* **Task requirements**
Skip the pictures. Copy all the rest of the records down exactly.

* **Source information**
----------------

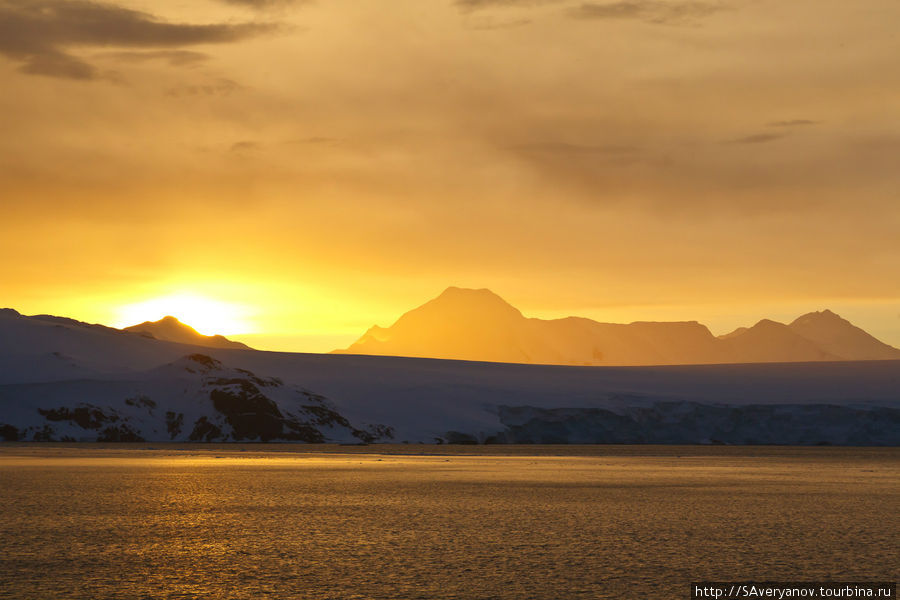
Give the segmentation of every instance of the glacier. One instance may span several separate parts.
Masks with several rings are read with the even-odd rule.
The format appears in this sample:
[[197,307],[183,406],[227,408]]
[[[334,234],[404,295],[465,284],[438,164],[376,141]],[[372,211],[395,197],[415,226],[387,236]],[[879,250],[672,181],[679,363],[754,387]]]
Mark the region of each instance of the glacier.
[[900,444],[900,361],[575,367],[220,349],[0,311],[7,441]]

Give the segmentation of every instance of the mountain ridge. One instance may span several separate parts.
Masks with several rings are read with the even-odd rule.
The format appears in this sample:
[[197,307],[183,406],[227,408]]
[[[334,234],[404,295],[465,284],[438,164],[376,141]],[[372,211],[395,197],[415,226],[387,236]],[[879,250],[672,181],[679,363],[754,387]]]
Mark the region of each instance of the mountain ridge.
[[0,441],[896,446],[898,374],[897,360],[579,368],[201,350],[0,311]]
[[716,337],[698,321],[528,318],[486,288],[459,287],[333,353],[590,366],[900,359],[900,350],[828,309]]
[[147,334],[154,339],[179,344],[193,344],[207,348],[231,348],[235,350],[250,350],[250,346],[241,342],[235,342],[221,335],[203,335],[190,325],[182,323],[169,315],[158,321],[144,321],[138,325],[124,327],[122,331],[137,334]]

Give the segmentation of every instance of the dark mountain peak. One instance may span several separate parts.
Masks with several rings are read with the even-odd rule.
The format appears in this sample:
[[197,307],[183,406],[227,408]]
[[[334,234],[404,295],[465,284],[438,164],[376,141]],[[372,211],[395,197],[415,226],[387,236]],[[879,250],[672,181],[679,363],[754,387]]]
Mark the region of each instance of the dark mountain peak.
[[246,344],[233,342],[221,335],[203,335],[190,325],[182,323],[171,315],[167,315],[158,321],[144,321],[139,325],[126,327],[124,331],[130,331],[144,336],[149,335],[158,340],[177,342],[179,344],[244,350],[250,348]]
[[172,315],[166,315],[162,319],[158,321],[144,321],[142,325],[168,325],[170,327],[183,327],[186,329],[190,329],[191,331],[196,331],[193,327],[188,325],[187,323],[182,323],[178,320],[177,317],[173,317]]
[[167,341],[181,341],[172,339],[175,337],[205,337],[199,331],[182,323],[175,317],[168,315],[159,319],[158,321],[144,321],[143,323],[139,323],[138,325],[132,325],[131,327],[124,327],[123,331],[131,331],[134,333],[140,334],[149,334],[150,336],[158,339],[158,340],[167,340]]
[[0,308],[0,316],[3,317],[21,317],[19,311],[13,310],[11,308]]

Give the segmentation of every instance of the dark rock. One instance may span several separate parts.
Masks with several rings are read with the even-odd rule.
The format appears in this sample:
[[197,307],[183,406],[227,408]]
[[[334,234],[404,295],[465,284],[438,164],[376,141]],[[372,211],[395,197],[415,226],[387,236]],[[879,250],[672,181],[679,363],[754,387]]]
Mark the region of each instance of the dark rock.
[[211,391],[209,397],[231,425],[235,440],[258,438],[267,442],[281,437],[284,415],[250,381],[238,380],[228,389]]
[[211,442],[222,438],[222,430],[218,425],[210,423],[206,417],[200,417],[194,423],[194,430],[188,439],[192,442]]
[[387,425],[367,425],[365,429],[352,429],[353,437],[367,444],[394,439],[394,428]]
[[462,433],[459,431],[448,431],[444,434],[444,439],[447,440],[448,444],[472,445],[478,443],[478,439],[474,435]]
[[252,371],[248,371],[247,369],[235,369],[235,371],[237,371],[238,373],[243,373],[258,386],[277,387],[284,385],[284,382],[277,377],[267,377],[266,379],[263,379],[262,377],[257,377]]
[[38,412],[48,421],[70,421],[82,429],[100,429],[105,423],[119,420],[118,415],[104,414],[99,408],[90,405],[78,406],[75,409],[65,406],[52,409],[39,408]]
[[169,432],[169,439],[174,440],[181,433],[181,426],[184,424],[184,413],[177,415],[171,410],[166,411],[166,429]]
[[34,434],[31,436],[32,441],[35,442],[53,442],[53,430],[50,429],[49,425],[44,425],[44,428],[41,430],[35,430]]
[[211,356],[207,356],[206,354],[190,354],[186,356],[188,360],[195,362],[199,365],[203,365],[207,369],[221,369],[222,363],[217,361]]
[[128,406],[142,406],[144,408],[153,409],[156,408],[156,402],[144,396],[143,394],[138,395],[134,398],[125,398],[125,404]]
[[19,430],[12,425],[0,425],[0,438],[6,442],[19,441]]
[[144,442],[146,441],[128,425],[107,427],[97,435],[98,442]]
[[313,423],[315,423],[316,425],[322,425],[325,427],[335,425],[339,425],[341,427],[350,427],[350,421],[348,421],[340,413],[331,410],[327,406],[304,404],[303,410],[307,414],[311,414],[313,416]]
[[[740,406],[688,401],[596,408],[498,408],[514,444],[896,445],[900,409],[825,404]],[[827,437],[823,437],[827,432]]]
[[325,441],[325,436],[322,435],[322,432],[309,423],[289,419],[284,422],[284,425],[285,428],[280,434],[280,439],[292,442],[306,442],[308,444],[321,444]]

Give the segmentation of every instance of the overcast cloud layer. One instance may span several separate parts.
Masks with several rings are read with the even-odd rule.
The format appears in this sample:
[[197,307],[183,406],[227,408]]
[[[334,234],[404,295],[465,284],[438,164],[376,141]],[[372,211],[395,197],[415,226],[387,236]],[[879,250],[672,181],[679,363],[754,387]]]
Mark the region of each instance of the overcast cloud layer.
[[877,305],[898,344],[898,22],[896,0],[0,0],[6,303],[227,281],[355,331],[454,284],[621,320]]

----------------

* **Result**
Give the segmentation of every instance of the glacier. One instance may span several separate parts.
Masks with several rings are read with the even-odd rule.
The format appears in this sample:
[[197,307],[183,406],[227,408]]
[[[334,234],[404,295],[465,284],[438,164],[376,141]],[[372,211],[395,197],[415,226],[387,236]],[[879,250],[672,181],[679,363],[754,387]]]
Mark the region of each instance of the glacier.
[[900,444],[900,361],[575,367],[220,349],[0,311],[7,441]]

Give the segmentation of every instance of the mountain ridge. One instance may span several separate parts.
Masks with several rings are read with the even-odd rule.
The format appears in this sample:
[[197,307],[183,406],[227,408]]
[[[334,234],[404,295],[465,284],[438,164],[376,141]],[[372,211],[395,197],[415,226],[387,236]],[[879,250],[672,181],[679,363],[754,387]]]
Mark the region of each instance of the mountain ridge.
[[0,441],[896,446],[898,374],[897,360],[579,368],[201,350],[0,311]]
[[716,337],[698,321],[528,318],[486,288],[459,287],[333,353],[590,366],[900,359],[900,350],[828,309]]
[[147,334],[154,339],[179,344],[193,344],[207,348],[231,348],[235,350],[250,350],[250,346],[241,342],[235,342],[221,335],[203,335],[190,325],[182,323],[169,315],[158,321],[144,321],[138,325],[124,327],[122,331],[137,334]]

Give the segmentation of every instance of the dark mountain peak. One instance may span several separate parts.
Masks with several rings are read with the even-odd rule.
The format appears in this sample:
[[197,307],[183,406],[227,408]]
[[[334,234],[404,295],[465,284],[438,164],[376,141]],[[372,211],[395,197],[415,226],[387,236]],[[879,250],[672,181],[679,363],[754,387]]]
Mark the region of each instance of the dark mountain peak.
[[246,344],[233,342],[221,335],[203,335],[190,325],[182,323],[171,315],[167,315],[158,321],[144,321],[139,325],[126,327],[124,331],[130,331],[144,336],[149,335],[158,340],[177,342],[179,344],[244,350],[250,348]]
[[172,315],[166,315],[162,319],[158,321],[144,321],[142,325],[168,325],[170,327],[183,327],[186,329],[190,329],[191,331],[196,331],[193,327],[188,325],[187,323],[182,323],[178,320],[177,317],[173,317]]
[[167,341],[181,341],[172,339],[175,337],[205,337],[199,331],[182,323],[175,317],[168,315],[159,319],[158,321],[144,321],[143,323],[139,323],[138,325],[132,325],[131,327],[124,327],[123,331],[131,331],[134,333],[140,334],[149,334],[150,336],[158,339],[158,340],[167,340]]
[[0,308],[0,316],[3,317],[21,317],[19,311],[13,310],[11,308]]

Give the segmentation of every instance of the dark rock. One instance may span several separate parts.
Masks with several rings are read with the even-odd rule.
The format appears in this sample:
[[197,307],[183,406],[227,408]]
[[[334,234],[404,295],[465,284],[438,164],[376,141]],[[372,211],[395,197],[415,226],[387,236]],[[879,250],[672,181],[679,363],[754,387]]]
Mark the region of each instance of the dark rock.
[[211,391],[209,397],[231,425],[235,440],[258,438],[267,442],[281,437],[284,415],[250,381],[238,380],[228,389]]
[[211,442],[222,438],[222,430],[218,425],[210,423],[206,417],[200,417],[194,423],[194,430],[188,439],[192,442]]
[[387,425],[367,425],[365,429],[352,429],[353,437],[367,444],[394,439],[394,428]]
[[462,433],[459,431],[448,431],[444,434],[444,439],[447,440],[448,444],[472,445],[478,443],[478,439],[474,435]]
[[252,371],[248,371],[247,369],[235,369],[235,371],[237,371],[238,373],[243,373],[258,386],[277,387],[284,385],[284,382],[277,377],[267,377],[266,379],[263,379],[262,377],[257,377]]
[[38,412],[48,421],[70,421],[82,429],[100,429],[105,423],[119,420],[118,415],[104,414],[99,408],[90,405],[78,406],[75,409],[65,406],[52,409],[39,408]]
[[169,432],[169,439],[174,440],[181,433],[181,426],[184,424],[184,413],[177,415],[171,410],[166,411],[166,429]]
[[34,434],[31,436],[32,441],[35,442],[53,442],[53,430],[50,429],[49,425],[44,425],[44,428],[41,430],[35,430]]
[[211,356],[207,356],[206,354],[190,354],[186,356],[188,360],[195,362],[199,365],[203,365],[207,369],[221,369],[222,363],[217,361]]
[[128,406],[142,406],[144,408],[153,409],[156,408],[156,402],[144,396],[143,394],[138,395],[134,398],[125,398],[125,404]]
[[19,430],[12,425],[0,425],[0,438],[6,442],[19,441]]
[[144,442],[146,441],[128,425],[107,427],[97,435],[98,442]]
[[313,423],[315,423],[316,425],[322,425],[325,427],[335,425],[339,425],[341,427],[350,427],[350,421],[348,421],[340,413],[331,410],[327,406],[304,404],[303,410],[307,414],[311,414],[313,416]]
[[[740,406],[688,401],[596,408],[498,408],[514,444],[896,445],[900,409],[825,404]],[[827,437],[823,437],[827,432]]]
[[325,441],[325,436],[322,435],[322,432],[309,423],[289,419],[284,422],[284,425],[285,428],[280,434],[280,439],[292,442],[306,442],[308,444],[321,444]]

Give the segmentation of every instance of the overcast cloud layer. One instance may span several separate parts.
Masks with several rings are read with the even-odd rule.
The format appears in this sample:
[[197,307],[183,406],[227,408]]
[[[334,234],[404,295],[465,284],[438,164],[376,141]],[[372,211],[395,197],[415,226],[387,236]],[[879,250],[672,181],[679,363],[754,387]]]
Mark the region of each instance of the overcast cloud layer.
[[877,305],[898,344],[898,22],[896,0],[0,0],[6,303],[227,281],[355,331],[454,284],[621,320]]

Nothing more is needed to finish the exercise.